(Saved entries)
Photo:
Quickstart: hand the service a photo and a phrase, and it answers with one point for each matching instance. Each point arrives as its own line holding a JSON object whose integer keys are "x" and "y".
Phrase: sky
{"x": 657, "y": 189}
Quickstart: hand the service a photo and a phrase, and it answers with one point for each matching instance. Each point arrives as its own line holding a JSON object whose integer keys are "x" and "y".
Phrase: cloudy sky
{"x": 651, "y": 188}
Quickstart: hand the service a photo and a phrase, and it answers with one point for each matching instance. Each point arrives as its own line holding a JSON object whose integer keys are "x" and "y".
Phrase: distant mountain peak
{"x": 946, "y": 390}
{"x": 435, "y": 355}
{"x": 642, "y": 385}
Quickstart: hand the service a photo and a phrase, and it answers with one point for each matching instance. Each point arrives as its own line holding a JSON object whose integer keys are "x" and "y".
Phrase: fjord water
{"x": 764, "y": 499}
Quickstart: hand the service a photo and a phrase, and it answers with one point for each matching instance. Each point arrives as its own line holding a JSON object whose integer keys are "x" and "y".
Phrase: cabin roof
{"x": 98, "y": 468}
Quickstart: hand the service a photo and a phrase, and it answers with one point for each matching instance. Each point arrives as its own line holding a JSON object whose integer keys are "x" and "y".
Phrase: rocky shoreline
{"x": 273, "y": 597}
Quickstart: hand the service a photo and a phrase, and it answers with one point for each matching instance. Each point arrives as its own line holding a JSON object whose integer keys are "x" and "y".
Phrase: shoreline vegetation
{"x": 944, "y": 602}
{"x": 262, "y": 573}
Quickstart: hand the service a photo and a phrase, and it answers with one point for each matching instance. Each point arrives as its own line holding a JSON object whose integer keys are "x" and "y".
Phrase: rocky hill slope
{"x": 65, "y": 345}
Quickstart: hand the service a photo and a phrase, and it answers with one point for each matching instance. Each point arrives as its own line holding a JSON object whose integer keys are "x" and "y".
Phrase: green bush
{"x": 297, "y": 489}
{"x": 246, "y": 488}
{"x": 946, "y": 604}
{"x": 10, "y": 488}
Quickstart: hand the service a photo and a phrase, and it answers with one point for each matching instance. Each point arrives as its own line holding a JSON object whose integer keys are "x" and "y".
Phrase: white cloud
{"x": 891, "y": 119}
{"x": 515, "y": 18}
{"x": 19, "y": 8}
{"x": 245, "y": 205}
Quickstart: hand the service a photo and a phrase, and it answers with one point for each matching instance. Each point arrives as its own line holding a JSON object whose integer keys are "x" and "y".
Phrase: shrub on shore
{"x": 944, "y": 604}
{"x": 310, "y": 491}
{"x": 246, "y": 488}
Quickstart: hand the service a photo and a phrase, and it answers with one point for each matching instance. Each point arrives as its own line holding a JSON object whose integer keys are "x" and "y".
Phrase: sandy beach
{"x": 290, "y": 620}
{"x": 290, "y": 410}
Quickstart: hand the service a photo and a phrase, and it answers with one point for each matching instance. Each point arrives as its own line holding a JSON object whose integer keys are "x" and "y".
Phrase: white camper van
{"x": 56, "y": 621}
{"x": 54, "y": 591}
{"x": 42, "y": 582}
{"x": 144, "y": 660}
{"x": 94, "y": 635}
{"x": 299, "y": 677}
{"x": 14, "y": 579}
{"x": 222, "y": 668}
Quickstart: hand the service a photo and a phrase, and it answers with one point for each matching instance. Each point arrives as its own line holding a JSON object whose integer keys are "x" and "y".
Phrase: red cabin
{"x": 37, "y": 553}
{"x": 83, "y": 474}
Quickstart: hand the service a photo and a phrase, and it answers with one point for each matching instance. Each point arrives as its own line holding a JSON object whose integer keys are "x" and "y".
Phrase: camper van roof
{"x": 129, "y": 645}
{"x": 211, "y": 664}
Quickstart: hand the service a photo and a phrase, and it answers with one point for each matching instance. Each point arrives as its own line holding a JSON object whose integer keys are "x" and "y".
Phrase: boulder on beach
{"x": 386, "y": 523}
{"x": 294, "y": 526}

THE TASK
The reply must repeat all of the records precisely.

TASK RESPONSE
Photo:
Quickstart: hand the service a photo and a phrase, and it answers with one point for each matching instance. Each point arrives as its own line holding a JSON object whose integer keys are "x" and "y".
Phrase: sky
{"x": 657, "y": 189}
Quickstart: hand the service a photo and a phrase, and it answers with one point for each matching instance. Each point arrives as its own line holding a JSON object whose integer keys are "x" and "y".
Phrase: cloudy sky
{"x": 651, "y": 188}
Quickstart: hand the service a photo and a phrase, and it answers with one point for each matching instance. Each point arrives as its own line holding a JSON object whose integer keys are "x" and "y".
Phrase: distant mountain peak
{"x": 946, "y": 390}
{"x": 435, "y": 355}
{"x": 642, "y": 385}
Quickstart: hand the service a photo and a phrase, and it answers with one point for each matching instance. Each point arrives as its own line holding a JSON object whose integer keys are "x" and "y".
Phrase: fjord water
{"x": 764, "y": 499}
Quickstart: hand the service a photo and a phrase, and it answers with one point for each matching instance. Each point arrives as its own line holding a JSON object whose integer keys are "x" and "y".
Phrase: cabin roof
{"x": 98, "y": 468}
Quickstart: hand the service a photo and a phrase, and it answers with one point for each matching instance. Each point arrives as its own line holding a JSON object whose integer keys are "x" and "y".
Phrase: rocky shoreline
{"x": 273, "y": 597}
Quickstart: hand the service a photo and a phrase, and it answers with one point for each matching instance. Each point arrives as its own line holding a JSON object whose integer keys are "x" and "y".
Phrase: shoreline vegetation
{"x": 944, "y": 602}
{"x": 262, "y": 573}
Quickstart: hand the service a photo and a phrase, and it answers with one point for each matching instance. Each point arrives as its own line holding a JSON object whose integer keys are "x" and "y".
Phrase: rocky hill slope
{"x": 65, "y": 345}
Quickstart: hand the service a photo and a phrase, and it answers with one point for each matching instance. Each point arrives as its own line holding a JSON object whose integer keys are "x" and "y".
Phrase: green bush
{"x": 297, "y": 489}
{"x": 246, "y": 488}
{"x": 946, "y": 604}
{"x": 10, "y": 488}
Quickstart: hand the service a photo and a phrase, and it answers with one point for each matching instance. Each point arrives as its own line holding a JSON object whose integer keys are "x" and "y".
Phrase: white cloud
{"x": 891, "y": 119}
{"x": 515, "y": 18}
{"x": 19, "y": 8}
{"x": 245, "y": 205}
Quickstart: hand the service a photo and a phrase, and it answers with one point for each matching instance. Each point arrives as its own line holding a JSON object whose integer keys are "x" and "y".
Phrase: shrub on shore
{"x": 944, "y": 604}
{"x": 310, "y": 491}
{"x": 246, "y": 488}
Quickstart: hand the service a photo and a phrase, and it answers with one point for each matching instance. Each point arrives as its own line holding a JSON object whose integer keys are "x" and "y".
Phrase: sandy beach
{"x": 290, "y": 620}
{"x": 290, "y": 410}
Quickstart: hand the service a photo and a phrase, and it answers with one point for each matching instance. Each point arrives as its own line holding a JSON object whose integer keys are "x" and "y".
Phrase: white camper van
{"x": 56, "y": 621}
{"x": 54, "y": 591}
{"x": 42, "y": 582}
{"x": 144, "y": 660}
{"x": 94, "y": 635}
{"x": 299, "y": 677}
{"x": 14, "y": 579}
{"x": 222, "y": 668}
Quickstart: hand the service a photo and a phrase, and it answers with one point for each matching instance. Each point arrives as its own line holding a JSON object whose integer keys are "x" and "y".
Phrase: red cabin
{"x": 37, "y": 553}
{"x": 83, "y": 474}
Quickstart: hand the service a photo and a phrase, and it answers with one point for each matching instance. Each point arrives as its own line holding a JSON object whose integer keys are "x" and "y".
Phrase: camper van roof
{"x": 129, "y": 645}
{"x": 211, "y": 664}
Quickstart: hand the service a photo and a phrase, and it answers with one point for each matching instance. Each point arrives as its own line holding a JSON object whose integer keys are "x" and "y".
Phrase: boulder on beach
{"x": 386, "y": 523}
{"x": 294, "y": 526}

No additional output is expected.